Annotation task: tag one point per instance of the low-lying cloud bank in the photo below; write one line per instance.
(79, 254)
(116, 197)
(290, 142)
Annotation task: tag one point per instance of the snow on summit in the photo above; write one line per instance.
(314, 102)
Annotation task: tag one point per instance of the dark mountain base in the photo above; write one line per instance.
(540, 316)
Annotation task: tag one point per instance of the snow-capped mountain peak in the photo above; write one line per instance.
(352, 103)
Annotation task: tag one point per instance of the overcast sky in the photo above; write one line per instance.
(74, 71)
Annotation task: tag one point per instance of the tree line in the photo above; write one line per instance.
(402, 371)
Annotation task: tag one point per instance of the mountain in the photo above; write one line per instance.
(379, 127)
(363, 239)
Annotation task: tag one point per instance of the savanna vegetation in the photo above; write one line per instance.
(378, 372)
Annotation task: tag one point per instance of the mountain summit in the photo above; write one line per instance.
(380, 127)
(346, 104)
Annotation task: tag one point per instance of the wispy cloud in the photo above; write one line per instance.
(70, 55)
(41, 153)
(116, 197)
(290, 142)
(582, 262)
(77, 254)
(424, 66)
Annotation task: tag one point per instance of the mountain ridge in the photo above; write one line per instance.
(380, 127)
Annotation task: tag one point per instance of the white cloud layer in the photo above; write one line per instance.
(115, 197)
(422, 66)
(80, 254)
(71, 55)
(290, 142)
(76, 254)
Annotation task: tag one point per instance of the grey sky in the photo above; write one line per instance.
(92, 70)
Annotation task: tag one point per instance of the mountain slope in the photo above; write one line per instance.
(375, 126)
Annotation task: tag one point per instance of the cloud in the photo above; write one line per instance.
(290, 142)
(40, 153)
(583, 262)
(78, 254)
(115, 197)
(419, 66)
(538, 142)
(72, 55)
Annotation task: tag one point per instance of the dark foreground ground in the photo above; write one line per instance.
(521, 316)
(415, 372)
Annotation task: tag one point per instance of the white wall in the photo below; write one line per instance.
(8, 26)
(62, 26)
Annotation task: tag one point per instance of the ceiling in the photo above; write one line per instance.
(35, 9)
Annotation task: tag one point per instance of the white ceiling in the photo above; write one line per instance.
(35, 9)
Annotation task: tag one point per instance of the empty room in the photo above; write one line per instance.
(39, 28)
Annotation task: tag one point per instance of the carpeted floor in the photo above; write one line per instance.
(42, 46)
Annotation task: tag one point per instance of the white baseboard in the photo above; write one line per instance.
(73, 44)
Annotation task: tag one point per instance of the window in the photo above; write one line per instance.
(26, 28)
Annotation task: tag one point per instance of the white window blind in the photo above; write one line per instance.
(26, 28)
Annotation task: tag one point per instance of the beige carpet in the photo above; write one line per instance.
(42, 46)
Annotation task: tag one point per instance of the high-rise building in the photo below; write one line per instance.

-----

◆ AIM OF THE EXERCISE ◆
Reproduce the full listing above, character for character.

◆ WRITTEN RESPONSE ◆
Annotation task: tag one point per instance of the low-lying cloud bank in the photo below; write one line per instance.
(79, 254)
(116, 197)
(290, 142)
Annotation task: tag one point per instance of the snow on summit in the photo above; write one line per instance.
(314, 102)
Annotation task: tag one point per instance of the dark mountain base in the photo above; write one line per instance.
(540, 316)
Annotation task: tag one point per instance of the snow-capped mountain peak in the photo above; write one line per instance.
(352, 103)
Annotation task: tag one point per instance of the overcast sky in the photo above; write one line per instance.
(74, 71)
Annotation task: tag one point per instance of the tree line in the photo above; write one line per instance.
(402, 371)
Annotation task: tag one point per instance of the mountain in the photo above; write one line per instance.
(379, 127)
(363, 239)
Annotation task: tag one point per instance of the savanna vegetation in the photo above; write one line per instance.
(378, 372)
Annotation task: tag one point per instance of the mountain summit in the photo above; write one line per instance.
(380, 127)
(346, 104)
Annotation task: tag one point per instance of the wispy cloud in the photo above; write one line per instance.
(70, 55)
(41, 153)
(116, 197)
(290, 142)
(582, 262)
(77, 254)
(424, 66)
Annotation task: tag one point per instance of the mountain ridge in the photo above; write one line per instance.
(380, 127)
Annotation task: tag one point per instance of the white cloud layer in the photo above; write one line per instance.
(115, 197)
(422, 66)
(80, 254)
(71, 55)
(290, 142)
(76, 254)
Annotation task: tag one point per instance of the grey sky in the photo above; write one line per instance.
(92, 70)
Annotation task: tag one point per instance of the mountain slope in the photo above; write one line per instance.
(375, 126)
Annotation task: tag one point per instance of the cloud in the photo above; write one line per instance.
(290, 142)
(40, 153)
(583, 262)
(78, 254)
(115, 197)
(419, 66)
(538, 142)
(72, 55)
Annotation task: tag one point per instance of the dark foreground ground in the photo above; write one line per instance.
(521, 316)
(415, 372)
Annotation task: tag one point per instance of the white wall in the photo below; write one line per instance.
(8, 26)
(62, 26)
Annotation task: tag one point per instance of the ceiling in the photo above; write one line per instance.
(35, 9)
Annotation task: tag one point per instance of the white ceiling in the photo above; write one line per instance.
(35, 9)
Annotation task: tag one point per instance of the empty room in the photo above; write one line per instance.
(39, 28)
Annotation task: tag one point per instance of the carpeted floor in the photo above; write one line per instance.
(42, 46)
Annotation task: tag one point per instance of the white baseboard in the photo above; write one line per instance.
(73, 44)
Annotation task: tag one point per instance of the window in the photo above; write one line per instance.
(26, 28)
Annotation task: tag one point per instance of the white window blind in the photo above; write one line per instance.
(26, 28)
Annotation task: tag one point per instance of the beige carpet in the photo above; write one line per instance.
(42, 46)
Annotation task: tag one point per instance of the high-rise building in the photo below; write one line per instance.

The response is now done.